**Study text**:
High Metabolisable Energy (HME) ryegrass
HME ryegrass has been genetically modified to increase lipid content in the leaf. This adds to the nutrition and energy available to livestock eating the grass and may also reduce N loss and methane and nitrous oxide emissions. The technology was developed in NZ but cannot currently be tested in field conditions. This has taken place in the US and may start in Australia. DairyNZ is a co-investor in this technology. Being able to test in NZ conditions, with lactating cows, would greatly speed up the development of this technology and a better understanding of its benefits and risks and how they can be managed.
Gene editing in the rumen microbiome
Frontier research is underway in the US to explore the potential to engineer rumen microbes to produce less methane. NZ scientists are not involved in this research, but it has potential application for our farming systems. If successful, this research could result in treatments for calves that could alter their methane production permanently.

Terms and definitions

Below are some common terms and definitions for understanding genetic technologies: 

  • Gene: Sequences of DNA (deoxyribonucleic acids) that organisms use to create proteins, ‘the building blocks of life’. DNA and genes pass from generation to generation and are found in the cells of living things, like animals, plants and microorganisms.

**Brief A**:
Check each statement against the text on genetic technologies and answer yes or no, quoting the words of the text that decide it: (i) HME ryegrass has already been tested in field conditions in NZ. (ii) NZ scientists are taking part in the US research on engineering rumen microbes. (iii) DairyNZ is a co-investor in HME ryegrass.
**Brief B**:
Continue the text on genetic technologies from the point where it stops.

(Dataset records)
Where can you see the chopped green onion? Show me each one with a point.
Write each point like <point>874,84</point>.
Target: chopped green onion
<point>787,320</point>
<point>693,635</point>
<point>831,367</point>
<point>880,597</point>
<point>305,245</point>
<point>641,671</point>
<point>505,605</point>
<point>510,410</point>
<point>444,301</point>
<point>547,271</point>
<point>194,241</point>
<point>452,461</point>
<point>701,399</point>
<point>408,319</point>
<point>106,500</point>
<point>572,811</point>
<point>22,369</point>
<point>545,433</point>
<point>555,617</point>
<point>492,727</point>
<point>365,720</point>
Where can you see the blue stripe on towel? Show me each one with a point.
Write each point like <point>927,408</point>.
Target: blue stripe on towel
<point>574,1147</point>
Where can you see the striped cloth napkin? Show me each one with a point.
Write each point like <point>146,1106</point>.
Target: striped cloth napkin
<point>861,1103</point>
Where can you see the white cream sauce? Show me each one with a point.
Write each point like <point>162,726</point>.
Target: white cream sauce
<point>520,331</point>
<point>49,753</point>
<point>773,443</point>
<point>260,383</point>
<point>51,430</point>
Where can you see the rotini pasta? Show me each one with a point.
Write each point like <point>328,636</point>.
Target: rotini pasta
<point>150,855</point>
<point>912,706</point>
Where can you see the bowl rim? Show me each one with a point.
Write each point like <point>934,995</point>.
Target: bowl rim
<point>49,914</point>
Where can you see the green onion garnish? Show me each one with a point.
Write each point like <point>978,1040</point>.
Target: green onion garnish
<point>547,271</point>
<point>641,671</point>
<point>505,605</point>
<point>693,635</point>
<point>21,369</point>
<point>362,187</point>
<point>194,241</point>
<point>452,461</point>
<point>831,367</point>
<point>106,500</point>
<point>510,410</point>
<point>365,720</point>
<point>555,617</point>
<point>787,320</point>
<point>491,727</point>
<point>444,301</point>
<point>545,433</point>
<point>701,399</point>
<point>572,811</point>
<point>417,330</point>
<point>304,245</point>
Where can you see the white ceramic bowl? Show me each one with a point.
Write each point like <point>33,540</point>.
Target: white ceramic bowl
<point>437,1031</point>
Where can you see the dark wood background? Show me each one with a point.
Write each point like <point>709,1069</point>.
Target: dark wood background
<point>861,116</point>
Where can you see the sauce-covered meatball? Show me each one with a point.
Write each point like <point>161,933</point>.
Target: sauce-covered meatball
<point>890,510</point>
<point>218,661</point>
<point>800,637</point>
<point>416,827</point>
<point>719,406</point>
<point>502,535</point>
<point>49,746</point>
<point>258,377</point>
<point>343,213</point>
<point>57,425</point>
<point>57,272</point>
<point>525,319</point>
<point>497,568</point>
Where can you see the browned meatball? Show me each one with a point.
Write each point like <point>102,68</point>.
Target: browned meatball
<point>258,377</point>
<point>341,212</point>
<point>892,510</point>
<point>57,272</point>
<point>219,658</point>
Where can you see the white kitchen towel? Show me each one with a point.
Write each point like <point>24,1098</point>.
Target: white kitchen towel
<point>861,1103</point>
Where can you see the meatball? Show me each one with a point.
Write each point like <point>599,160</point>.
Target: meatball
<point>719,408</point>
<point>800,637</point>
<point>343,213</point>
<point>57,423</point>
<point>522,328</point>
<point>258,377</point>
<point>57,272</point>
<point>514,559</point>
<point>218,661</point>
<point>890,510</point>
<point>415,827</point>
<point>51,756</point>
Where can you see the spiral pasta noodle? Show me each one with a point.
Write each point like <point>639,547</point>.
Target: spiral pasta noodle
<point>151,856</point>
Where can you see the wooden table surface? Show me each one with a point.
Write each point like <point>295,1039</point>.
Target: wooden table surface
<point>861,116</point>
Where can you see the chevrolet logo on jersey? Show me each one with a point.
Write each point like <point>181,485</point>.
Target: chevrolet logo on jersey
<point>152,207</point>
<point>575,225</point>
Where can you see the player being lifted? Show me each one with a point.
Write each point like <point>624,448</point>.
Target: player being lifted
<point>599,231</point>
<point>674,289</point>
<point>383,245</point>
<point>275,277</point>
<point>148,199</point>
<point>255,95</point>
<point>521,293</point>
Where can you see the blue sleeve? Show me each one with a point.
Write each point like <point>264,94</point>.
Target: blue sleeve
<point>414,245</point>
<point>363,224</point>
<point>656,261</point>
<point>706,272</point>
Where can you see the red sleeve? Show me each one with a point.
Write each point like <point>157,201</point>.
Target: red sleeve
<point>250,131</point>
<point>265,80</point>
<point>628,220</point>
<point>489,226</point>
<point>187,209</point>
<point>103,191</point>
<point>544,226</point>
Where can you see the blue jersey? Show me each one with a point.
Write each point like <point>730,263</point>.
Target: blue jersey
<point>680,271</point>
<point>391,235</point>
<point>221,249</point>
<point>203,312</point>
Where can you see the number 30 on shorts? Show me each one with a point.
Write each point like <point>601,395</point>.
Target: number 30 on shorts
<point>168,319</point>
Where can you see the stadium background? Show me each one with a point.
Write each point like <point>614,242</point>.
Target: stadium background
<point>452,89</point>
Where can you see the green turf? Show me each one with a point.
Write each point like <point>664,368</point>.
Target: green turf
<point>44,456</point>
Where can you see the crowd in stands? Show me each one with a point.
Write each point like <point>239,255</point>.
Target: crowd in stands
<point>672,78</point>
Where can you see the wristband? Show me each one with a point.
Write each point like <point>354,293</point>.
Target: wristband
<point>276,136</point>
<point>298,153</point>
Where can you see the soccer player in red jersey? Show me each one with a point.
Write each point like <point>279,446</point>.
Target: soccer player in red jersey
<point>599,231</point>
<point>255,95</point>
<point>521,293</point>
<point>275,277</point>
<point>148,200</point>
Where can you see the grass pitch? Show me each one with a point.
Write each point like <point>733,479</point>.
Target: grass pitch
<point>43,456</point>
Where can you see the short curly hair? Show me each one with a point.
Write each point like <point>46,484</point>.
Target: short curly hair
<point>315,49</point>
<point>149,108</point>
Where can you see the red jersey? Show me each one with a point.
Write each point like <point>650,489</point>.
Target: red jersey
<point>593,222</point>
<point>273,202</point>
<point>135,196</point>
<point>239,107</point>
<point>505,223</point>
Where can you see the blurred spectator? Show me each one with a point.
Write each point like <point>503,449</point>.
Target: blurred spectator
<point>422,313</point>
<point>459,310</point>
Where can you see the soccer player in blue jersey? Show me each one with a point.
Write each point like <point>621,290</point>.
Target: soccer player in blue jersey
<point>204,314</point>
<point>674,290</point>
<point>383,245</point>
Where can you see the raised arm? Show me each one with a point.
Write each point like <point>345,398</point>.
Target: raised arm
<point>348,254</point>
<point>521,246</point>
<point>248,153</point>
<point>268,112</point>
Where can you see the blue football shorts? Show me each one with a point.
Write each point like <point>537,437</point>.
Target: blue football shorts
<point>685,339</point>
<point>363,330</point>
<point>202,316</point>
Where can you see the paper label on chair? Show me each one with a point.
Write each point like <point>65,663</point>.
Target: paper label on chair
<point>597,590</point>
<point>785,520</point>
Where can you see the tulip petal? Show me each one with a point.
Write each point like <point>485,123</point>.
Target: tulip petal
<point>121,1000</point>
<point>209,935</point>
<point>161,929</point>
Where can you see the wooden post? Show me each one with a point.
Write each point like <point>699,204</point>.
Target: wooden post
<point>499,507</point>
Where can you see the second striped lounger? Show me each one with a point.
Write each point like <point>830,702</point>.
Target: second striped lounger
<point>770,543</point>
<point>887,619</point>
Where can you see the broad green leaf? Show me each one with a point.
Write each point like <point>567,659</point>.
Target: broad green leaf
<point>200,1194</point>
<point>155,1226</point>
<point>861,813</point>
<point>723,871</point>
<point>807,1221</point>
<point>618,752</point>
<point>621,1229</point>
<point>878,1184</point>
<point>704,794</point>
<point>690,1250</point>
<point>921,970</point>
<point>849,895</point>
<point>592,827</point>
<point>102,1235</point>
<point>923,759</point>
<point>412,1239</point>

**Answer area A**:
(i) No: "The technology was developed in NZ but cannot currently be tested in field conditions."
(ii) No: "NZ scientists are not involved in this research"
(iii) Yes: "DairyNZ is a co-investor in this technology."

**Answer area B**:
  • Genome: The complete set of genes or genetic material present in a cell or organism.
  • Genomics is the study and mapping of genes within the genome and their connection to traits of an organism.
  • Trait: A characteristic or attribute of an organism.
  • Genetic modification: The process of taking DNA from the genome of one organism and inserting it in the genome of another organism. Also referred to as genetic engineering and transgenics.
  • Genetically modified organism (GMO): A plant, animal or other organism that has been modified using gene technology or that has inherited modified traits from a parent GMO.
  • Gene editing: This involves a change to the DNA of an organism by inserting, deleting, or replacing a section of genetic material at a particular location in the genome, which can change the characteristics of an organism. CRISPR-Cas9 is a commonly mentioned precision gene editing technique.